Given instruction: Rewrite only the data starting at the line that contains "shape point(173, 131)" and ending at the last line, requests included. In the answers, multiply each point coordinate by 1.1 and round it to a whole number, rounding halves up, and leave every number in the requests unchanged.
____________________
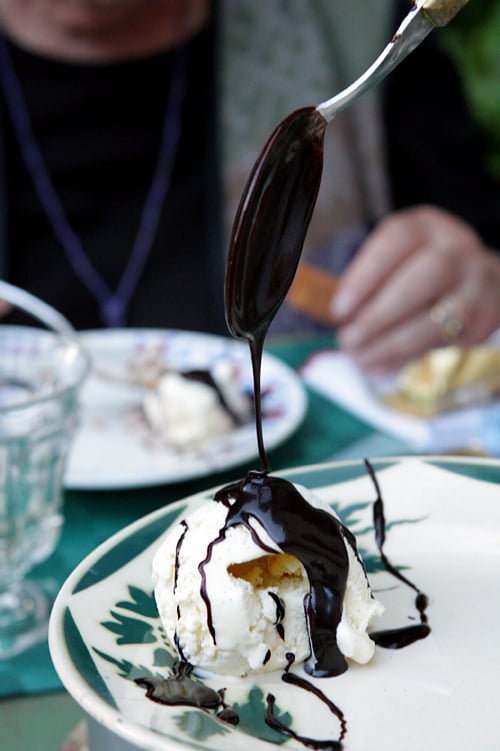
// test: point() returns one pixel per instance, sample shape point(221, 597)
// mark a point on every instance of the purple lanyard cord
point(112, 304)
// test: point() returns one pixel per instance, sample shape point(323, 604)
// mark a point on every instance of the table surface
point(36, 714)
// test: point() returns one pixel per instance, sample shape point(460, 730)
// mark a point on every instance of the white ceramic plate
point(114, 448)
point(443, 527)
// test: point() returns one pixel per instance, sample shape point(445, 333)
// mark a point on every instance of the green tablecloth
point(91, 517)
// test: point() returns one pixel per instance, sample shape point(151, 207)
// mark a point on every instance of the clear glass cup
point(41, 372)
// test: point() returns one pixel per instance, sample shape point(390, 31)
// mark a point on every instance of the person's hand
point(422, 279)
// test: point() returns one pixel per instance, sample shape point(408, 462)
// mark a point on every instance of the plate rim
point(89, 700)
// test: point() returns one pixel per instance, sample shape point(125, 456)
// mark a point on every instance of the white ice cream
point(185, 412)
point(241, 580)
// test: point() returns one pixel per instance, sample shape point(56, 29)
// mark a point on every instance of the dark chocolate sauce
point(315, 537)
point(180, 688)
point(303, 683)
point(395, 638)
point(269, 231)
point(280, 614)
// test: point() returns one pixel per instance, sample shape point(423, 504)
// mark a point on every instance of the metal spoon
point(279, 198)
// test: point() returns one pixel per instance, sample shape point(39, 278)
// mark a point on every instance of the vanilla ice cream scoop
point(264, 570)
point(187, 408)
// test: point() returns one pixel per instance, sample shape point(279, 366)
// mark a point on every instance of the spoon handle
point(424, 16)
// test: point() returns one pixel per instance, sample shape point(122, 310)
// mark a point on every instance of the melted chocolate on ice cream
point(314, 536)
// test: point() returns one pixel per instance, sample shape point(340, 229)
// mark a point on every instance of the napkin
point(335, 376)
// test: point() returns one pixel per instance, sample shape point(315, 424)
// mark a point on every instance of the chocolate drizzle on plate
point(395, 638)
point(296, 680)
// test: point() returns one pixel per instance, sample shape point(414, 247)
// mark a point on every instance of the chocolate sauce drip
point(176, 574)
point(313, 536)
point(395, 638)
point(178, 547)
point(268, 234)
point(280, 614)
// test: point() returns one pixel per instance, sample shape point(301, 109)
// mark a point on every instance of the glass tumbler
point(41, 372)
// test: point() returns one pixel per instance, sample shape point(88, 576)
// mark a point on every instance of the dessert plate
point(443, 530)
point(115, 448)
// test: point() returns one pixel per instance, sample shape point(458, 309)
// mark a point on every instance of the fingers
point(388, 246)
point(438, 258)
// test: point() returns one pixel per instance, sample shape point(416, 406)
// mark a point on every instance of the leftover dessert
point(187, 408)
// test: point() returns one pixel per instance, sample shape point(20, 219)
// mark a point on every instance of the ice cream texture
point(235, 598)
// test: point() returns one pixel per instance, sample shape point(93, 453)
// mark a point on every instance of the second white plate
point(114, 448)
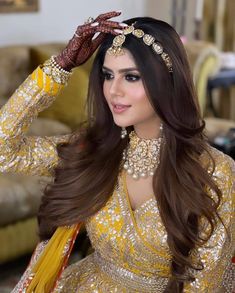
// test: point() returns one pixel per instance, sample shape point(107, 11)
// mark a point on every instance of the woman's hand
point(81, 47)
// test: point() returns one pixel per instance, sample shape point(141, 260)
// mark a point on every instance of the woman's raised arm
point(27, 154)
point(38, 155)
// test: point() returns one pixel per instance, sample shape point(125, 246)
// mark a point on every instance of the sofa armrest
point(204, 60)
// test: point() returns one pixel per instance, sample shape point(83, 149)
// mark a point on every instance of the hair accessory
point(55, 71)
point(142, 156)
point(123, 132)
point(149, 40)
point(89, 20)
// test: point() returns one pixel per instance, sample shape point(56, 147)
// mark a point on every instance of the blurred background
point(32, 30)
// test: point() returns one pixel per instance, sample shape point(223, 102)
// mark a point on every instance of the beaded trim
point(55, 71)
point(130, 279)
point(149, 40)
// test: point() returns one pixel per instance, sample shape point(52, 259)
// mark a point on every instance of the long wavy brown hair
point(90, 162)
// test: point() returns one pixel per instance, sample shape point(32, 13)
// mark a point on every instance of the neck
point(149, 131)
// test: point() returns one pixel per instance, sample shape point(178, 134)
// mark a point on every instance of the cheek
point(106, 91)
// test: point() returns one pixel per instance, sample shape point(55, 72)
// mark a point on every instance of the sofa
point(20, 195)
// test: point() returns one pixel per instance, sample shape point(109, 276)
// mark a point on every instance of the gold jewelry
point(142, 156)
point(149, 40)
point(55, 71)
point(123, 132)
point(89, 20)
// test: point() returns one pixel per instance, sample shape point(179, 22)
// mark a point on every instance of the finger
point(107, 30)
point(97, 41)
point(86, 31)
point(107, 15)
point(86, 27)
point(113, 24)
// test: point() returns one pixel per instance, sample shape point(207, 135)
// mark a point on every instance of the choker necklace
point(142, 156)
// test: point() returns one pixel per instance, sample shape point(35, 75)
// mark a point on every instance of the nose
point(116, 88)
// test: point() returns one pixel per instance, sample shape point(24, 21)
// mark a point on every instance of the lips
point(119, 108)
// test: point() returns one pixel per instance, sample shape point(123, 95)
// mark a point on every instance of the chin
point(122, 124)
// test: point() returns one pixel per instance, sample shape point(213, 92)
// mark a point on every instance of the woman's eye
point(132, 77)
point(107, 76)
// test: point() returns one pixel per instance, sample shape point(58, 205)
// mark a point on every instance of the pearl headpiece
point(149, 40)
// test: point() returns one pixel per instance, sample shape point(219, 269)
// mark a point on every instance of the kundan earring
point(123, 133)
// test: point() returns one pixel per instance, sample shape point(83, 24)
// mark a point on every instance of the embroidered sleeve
point(217, 254)
point(27, 154)
point(26, 277)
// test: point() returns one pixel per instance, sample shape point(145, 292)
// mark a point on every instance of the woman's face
point(126, 96)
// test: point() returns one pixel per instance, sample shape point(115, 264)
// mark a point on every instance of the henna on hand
point(81, 47)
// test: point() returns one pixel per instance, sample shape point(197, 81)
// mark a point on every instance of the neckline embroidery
point(149, 202)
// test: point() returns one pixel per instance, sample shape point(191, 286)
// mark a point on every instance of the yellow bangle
point(55, 71)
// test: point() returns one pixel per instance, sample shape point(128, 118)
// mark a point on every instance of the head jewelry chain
point(149, 40)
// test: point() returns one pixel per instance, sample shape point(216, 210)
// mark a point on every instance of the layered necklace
point(142, 156)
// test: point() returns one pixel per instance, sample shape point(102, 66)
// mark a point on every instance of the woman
point(156, 199)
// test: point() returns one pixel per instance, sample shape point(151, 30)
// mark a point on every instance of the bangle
point(55, 71)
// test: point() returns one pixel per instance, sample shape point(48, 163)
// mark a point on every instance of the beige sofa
point(20, 195)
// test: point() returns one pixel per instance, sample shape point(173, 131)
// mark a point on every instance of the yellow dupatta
point(52, 261)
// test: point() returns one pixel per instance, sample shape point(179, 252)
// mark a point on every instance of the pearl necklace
point(142, 156)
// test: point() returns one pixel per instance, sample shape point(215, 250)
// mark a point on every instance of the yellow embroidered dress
point(131, 251)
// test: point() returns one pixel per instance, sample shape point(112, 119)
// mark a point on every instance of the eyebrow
point(123, 70)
____________________
Written response:
// test: point() returns one pixel per instance, sample shape point(173, 131)
// mark a point on every instance of the yellow dupatta
point(57, 287)
// test: point() returns one pixel per instance, sample shape point(179, 252)
// mark a point on every instance of the pearl necklace
point(156, 172)
// test: point() returns one pixel per instance, sample shape point(215, 250)
// mark a point on every instance of the yellow embroidered dress
point(144, 276)
// test: point() returns one pixel per instance, sample shape point(112, 119)
// mark a point on every instance of the eyebrow
point(135, 77)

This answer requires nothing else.